──────── Provided text ────────
A blonde girl at the beach wearing shorts and the Dawn Singlet sleeveless top. She is wearing sunglasses and a long sleeve shirt over the top, both in an almond color.
Dawn Singlet Top

I started knitting the Dawn Singlet top. This is another pattern by Sandnes Garn. It’s in the same booklet as the April top, which I finally finished some days ago. I love how my April top turned out, even if I’m still recuperating from all the work it took to make it. It was challenging to finish the sleeves and collar in one weekend, mostly because you are just repeating the same thing over and over, but I knew I had to push myself to finish it, or else the project would end up in a bag again with my other UFOs and not be picked up again for another six months or more. To keep myself entertained I watched a bunch of episodes of the Envidiosa (Envious) series on Netflix. I had watched season one already, so it was fun to marathon knit and watch the show at the same time. Now that I think of it, I need to watch the final three episodes. It’s in Spanish and I like that.

I started the top using a bright red yarn, but I had a sudden change of heart. Luckily, back at the store they let me exchange the four red skeins that were still unopened for the same yarn in a pretty blue. The truth is I liked the red, but I was suddenly worried that it was too warm for my skin tone. (I think I’ve been reading too much about color seasons lately!)

It’s ridiculous, I know, to care about such silly things, but it’s hard not to. Every other social media post that shows up in my feed is someone getting their color analysis done. Also, lately I’ve been feeling as if I’m falling down the stairs, trying desperately to hold on to the railing as my youth’s expiration date has finally arrived. For that, anything that might help me look a little less tired – and expired! — better color choices, perhaps? — I welcome with open arms!

I think blue is a pretty safe color. I must say, it was difficult to leave a few other colors like the dusty pink and a light terracotta at the store. It helped that they didn’t have the five skeins I needed in those colors. Five skeins is probably more than I need for a sleeveless top, but I didn’t want to risk running out of yarn, so five skeins of blue it had to be! I also told myself that if I end up loving the yarn, I can always try to find the other colors online. Plus, it will save me from the embarrassment of being super indecisive again at the store asking the attendant which color looked best on me.

skeins of yarn in different colors

In the end, the yarn store visit was quite productive. I got chatting with the manager and I told her I had been thinking about giving a beginner knitting class. She seemed interested. Who knows, it might turn into something.

Marin/SF

Last weekend, in an effort to support our local parks, and more specifically, the Presidio, which has been under attack by the current Administration, the kids and I went out to lunch at Il Parco, a new-ish Italian-inspired restaurant and café.
────────
▶ Exercise tasks:
1. Repeat the part of the knitting post that begins at the words "I started the" and stops after "with open arms!".
2. Rewrite the listing with "drop a point" replaced by "place a marker" throughout, keeping all else unchanged.
──────── Material supplied ────────
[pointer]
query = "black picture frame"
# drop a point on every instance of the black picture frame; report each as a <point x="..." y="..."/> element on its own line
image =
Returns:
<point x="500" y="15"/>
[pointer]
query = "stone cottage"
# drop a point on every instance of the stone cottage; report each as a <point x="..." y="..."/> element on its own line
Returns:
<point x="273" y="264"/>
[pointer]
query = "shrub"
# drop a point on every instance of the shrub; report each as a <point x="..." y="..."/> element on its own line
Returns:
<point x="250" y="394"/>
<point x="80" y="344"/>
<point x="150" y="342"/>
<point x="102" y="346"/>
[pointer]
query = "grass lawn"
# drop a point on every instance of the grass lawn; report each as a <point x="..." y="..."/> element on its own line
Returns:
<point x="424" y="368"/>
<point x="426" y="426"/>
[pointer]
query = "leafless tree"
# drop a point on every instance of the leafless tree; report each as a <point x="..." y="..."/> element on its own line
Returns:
────────
▶ Solved tasks:
1.
I started the top using a bright red yarn, but I had a sudden change of heart. Luckily, back at the store they let me exchange the four red skeins that were still unopened for the same yarn in a pretty blue. The truth is I liked the red, but I was suddenly worried that it was too warm for my skin tone. (I think I’ve been reading too much about color seasons lately!)

It’s ridiculous, I know, to care about such silly things, but it’s hard not to. Every other social media post that shows up in my feed is someone getting their color analysis done. Also, lately I’ve been feeling as if I’m falling down the stairs, trying desperately to hold on to the railing as my youth’s expiration date has finally arrived. For that, anything that might help me look a little less tired – and expired! — better color choices, perhaps? — I welcome with open arms!

2.
[pointer]
query = "black picture frame"
# place a marker on every instance of the black picture frame; report each as a <point x="..." y="..."/> element on its own line
image =
Returns:
<point x="500" y="15"/>
[pointer]
query = "stone cottage"
# place a marker on every instance of the stone cottage; report each as a <point x="..." y="..."/> element on its own line
Returns:
<point x="273" y="264"/>
[pointer]
query = "shrub"
# place a marker on every instance of the shrub; report each as a <point x="..." y="..."/> element on its own line
Returns:
<point x="250" y="394"/>
<point x="80" y="344"/>
<point x="150" y="342"/>
<point x="102" y="346"/>
[pointer]
query = "grass lawn"
# place a marker on every instance of the grass lawn; report each as a <point x="..." y="..."/> element on its own line
Returns:
<point x="424" y="368"/>
<point x="426" y="426"/>
[pointer]
query = "leafless tree"
# place a marker on every instance of the leafless tree; report each as a <point x="..." y="..."/> element on its own line
Returns:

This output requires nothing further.